*** Opening of Text section ***

Annie R - if you must pick one from that list, read Lord of the Flies. It's one of those books that defies easy description.

Anthony - I was chucked out of the cinema when I went to see Top Gun because I cheered when Anthony Edwards got killed. And can you name one film in which Val Kilmer plays a heterosexual?

Patroc - The stairwell thing has got my mind racing. I think that's a whole separate post - mundane household tasks that sound a bit intimate.

Anonymous said...

But the study of William Burroughs' fingernails are of huge importance to any understanding of 20C literature.

She hasn't really read 'Ulysses' y'know.

Yes, that Val Kilmer ... when's he going to comeout of that closet?

The Curve said...

'Trout Mask Replica' by Captain Beefheart. I have read so much about Beefeart's 'groundbreaking, 'lnfluential', 'masterpiece', that I always think that I own a copy when in fact the truth is I have never actually sat down and listened to it all the way through. I have never seen 'Citizen Kane' either.

Anonymous said...

The problem with this question is you end up to confessing to cultural omissions which turn out to be unforgiveable. It reminds me of a story of the English professors who did something similar with great works of literature. One of them confessed to never having read or seen Hamlet and was then ostracised by the others.
So bearing that in mind The Fall have been in the background for a great deal of my life and I have never bought any of their records or felt the need to.
*steps back and awaits the onslaught*

Tim F said...

Actually, Realdoc, as soon as I posted I thought of the Hamlet game. (I think it appears in a David Lodge novel, but I'm sure it's based on reality.)

But that isn't quite what I'm aiming at, although it's close. In a culturally fractured, post-canonical world, I think there are very few books that everyone is expected to have read (and if they are, they turn out to be very much of the moment, like the latest Zadie Smith, rather than Don Quixote or Moby Dick).

No, what I'm after is works that are so entwined in our culture that we feel we don't need to read them/listen to them, because they've permeated into our heads by some kind of intellectual osmosis. Curve's example of thinking he's got a copy of Trout Mask Replica is the sort of thing I mean. And, back to the best-seller's list, I always think I've got Abba's Greatest Hits, but I don't.

The other important thing is adaptations of Bronte, Austen, Dickens, Hardy, etc. I watched the latest BBC Jane Eyre recently, and I'm still not sure whether I've read it.

Annie said...

Oh of course, The Beatles. I don't see any point in owning any of their albums. I had Sergeant Pepper when I was a kid, and enjoyed that, but I was only 6 or 7, mind.

I have no clue which of their songs are on The White Album.

Spinsterella said...

I have never owned a Beatles album either - you don't really need to, do you? Head has been thoroughly permeated throughout my entire life.

Specific memories?

*** Close of Text section ***
*** Opening of Data under study ***

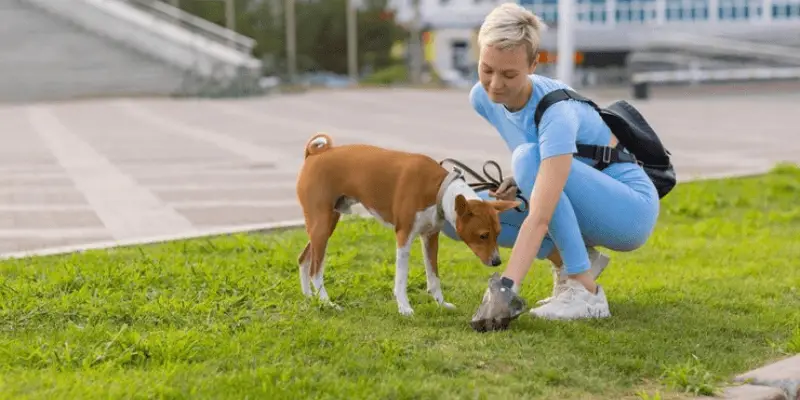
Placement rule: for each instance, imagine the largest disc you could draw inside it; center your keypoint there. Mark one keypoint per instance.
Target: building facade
(605, 31)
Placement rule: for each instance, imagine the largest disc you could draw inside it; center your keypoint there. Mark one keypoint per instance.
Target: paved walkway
(79, 172)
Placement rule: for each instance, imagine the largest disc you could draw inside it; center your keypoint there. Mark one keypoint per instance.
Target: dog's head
(478, 225)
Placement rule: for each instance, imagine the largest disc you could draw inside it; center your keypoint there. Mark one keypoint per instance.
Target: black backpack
(634, 134)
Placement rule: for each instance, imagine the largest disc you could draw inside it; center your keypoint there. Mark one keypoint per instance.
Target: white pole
(352, 42)
(566, 44)
(291, 39)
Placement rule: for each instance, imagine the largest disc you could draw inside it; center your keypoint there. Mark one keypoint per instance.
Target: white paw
(406, 310)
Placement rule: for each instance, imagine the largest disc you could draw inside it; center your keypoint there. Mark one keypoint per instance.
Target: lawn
(714, 293)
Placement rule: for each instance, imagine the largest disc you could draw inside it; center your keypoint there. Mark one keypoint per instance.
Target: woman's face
(504, 74)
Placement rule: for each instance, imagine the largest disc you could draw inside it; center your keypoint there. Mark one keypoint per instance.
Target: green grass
(714, 293)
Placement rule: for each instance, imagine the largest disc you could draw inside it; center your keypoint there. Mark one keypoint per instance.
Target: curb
(231, 230)
(358, 211)
(777, 381)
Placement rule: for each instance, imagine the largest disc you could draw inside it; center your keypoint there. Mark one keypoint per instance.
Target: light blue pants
(616, 208)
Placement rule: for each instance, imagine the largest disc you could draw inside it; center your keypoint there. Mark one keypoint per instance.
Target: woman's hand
(506, 191)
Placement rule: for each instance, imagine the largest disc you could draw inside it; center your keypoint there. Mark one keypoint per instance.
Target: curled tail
(317, 144)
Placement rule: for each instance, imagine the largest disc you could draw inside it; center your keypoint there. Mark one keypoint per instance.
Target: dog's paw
(406, 310)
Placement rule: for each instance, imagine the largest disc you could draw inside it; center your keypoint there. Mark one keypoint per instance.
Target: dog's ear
(462, 208)
(503, 205)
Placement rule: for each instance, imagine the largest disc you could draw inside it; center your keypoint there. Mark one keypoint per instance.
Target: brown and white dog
(409, 192)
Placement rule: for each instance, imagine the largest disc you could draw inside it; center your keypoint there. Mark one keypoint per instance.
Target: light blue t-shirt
(562, 126)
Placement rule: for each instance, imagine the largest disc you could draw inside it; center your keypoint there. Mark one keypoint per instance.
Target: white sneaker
(574, 302)
(599, 262)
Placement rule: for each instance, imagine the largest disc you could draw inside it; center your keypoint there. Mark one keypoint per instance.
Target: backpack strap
(603, 155)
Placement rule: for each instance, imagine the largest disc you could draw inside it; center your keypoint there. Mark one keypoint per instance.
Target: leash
(486, 181)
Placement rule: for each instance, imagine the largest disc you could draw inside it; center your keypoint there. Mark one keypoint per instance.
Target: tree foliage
(321, 32)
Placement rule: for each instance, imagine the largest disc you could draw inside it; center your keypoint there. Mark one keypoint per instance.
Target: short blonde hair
(509, 25)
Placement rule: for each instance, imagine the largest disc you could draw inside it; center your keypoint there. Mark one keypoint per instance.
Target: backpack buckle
(607, 154)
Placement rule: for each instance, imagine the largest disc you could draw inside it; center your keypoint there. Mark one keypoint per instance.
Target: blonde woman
(574, 206)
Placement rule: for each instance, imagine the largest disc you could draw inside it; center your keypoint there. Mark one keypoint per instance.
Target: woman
(573, 206)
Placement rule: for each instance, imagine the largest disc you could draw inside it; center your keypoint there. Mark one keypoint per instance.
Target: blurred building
(614, 39)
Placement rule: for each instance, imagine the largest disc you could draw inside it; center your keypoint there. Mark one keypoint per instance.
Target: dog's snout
(496, 258)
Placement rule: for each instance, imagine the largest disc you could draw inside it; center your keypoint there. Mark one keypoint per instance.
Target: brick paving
(87, 171)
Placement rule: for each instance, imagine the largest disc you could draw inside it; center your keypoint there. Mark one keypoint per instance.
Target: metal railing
(197, 25)
(740, 74)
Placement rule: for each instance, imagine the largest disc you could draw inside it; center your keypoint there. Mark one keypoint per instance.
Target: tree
(321, 28)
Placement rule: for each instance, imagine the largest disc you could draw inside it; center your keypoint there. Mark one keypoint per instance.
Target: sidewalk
(82, 172)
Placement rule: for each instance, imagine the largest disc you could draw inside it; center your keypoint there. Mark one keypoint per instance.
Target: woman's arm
(557, 133)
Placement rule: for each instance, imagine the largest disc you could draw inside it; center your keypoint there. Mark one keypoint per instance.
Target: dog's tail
(317, 144)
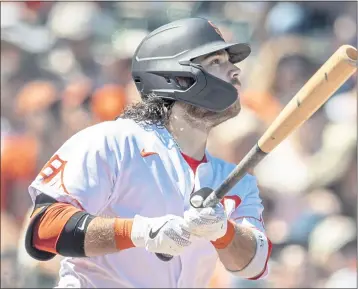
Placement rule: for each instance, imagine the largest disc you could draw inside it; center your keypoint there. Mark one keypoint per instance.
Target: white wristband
(257, 264)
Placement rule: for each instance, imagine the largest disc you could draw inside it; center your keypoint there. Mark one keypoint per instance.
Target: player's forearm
(106, 236)
(100, 237)
(240, 251)
(68, 231)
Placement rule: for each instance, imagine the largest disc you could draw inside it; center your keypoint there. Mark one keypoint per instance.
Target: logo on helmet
(216, 29)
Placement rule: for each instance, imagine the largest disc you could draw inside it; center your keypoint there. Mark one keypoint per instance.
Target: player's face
(217, 64)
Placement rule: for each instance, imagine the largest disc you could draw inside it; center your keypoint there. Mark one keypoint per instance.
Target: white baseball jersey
(120, 169)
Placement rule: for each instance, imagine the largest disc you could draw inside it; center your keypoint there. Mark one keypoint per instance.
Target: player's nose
(235, 73)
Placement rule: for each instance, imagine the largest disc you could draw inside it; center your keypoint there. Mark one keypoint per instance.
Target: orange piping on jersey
(145, 154)
(235, 198)
(49, 228)
(225, 240)
(260, 220)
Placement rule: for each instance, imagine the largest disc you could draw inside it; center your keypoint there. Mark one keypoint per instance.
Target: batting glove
(167, 235)
(208, 223)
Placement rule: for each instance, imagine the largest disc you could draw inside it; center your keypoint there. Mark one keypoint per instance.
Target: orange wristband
(225, 240)
(122, 233)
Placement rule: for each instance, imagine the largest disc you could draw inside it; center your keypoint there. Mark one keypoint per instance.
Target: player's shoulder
(120, 128)
(248, 182)
(116, 134)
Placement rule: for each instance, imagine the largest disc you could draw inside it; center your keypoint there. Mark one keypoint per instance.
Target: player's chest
(159, 183)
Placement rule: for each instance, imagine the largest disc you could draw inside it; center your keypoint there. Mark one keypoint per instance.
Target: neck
(190, 137)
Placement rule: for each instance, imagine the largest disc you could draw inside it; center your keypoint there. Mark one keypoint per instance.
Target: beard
(206, 119)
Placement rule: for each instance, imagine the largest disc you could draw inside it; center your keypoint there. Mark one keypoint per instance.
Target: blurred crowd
(66, 66)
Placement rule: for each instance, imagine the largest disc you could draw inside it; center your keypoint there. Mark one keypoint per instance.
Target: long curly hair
(151, 110)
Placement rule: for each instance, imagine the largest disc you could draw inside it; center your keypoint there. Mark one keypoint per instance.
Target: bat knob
(197, 198)
(164, 257)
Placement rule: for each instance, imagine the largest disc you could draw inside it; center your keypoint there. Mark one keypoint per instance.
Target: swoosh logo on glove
(152, 234)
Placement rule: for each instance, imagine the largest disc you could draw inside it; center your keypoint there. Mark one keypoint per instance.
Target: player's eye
(215, 61)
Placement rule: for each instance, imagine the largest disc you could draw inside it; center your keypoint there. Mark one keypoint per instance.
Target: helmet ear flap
(184, 82)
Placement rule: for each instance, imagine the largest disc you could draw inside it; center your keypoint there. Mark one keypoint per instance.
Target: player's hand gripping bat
(321, 86)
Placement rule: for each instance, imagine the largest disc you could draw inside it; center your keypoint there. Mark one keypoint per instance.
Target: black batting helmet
(167, 53)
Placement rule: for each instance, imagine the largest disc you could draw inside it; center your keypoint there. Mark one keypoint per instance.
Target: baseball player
(115, 198)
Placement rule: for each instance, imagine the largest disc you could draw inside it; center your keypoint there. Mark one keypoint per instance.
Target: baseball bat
(315, 92)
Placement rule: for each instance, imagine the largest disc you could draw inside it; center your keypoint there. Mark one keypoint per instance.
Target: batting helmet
(167, 53)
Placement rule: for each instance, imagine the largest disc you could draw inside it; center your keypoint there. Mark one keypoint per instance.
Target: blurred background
(66, 65)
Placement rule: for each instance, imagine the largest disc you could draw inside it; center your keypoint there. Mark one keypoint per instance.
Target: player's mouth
(236, 83)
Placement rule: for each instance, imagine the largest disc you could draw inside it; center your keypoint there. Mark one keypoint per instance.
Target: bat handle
(202, 194)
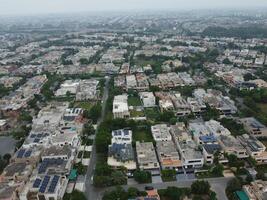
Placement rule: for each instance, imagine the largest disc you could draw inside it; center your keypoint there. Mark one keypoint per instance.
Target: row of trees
(198, 190)
(105, 176)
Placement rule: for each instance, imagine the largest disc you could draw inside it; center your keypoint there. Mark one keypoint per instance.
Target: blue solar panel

*** Close of Data under study ***

> **Activity**: Decide whether each statement below agrees with the comment thread about unread classics. Answer yes or no for each, quoting the exact words of the thread that decide it. 1. The Curve has never seen 'Citizen Kane'. 2. Annie owned Sergeant Pepper as a teenager. 3. Tim F owns Abba's Greatest Hits.

> **Answer to the exercise**:
1. Yes: "I have never seen 'Citizen Kane' either."
2. No: "I had Sergeant Pepper when I was a kid, and enjoyed that, but I was only 6 or 7, mind."
3. No: "I always think I've got Abba's Greatest Hits, but I don't."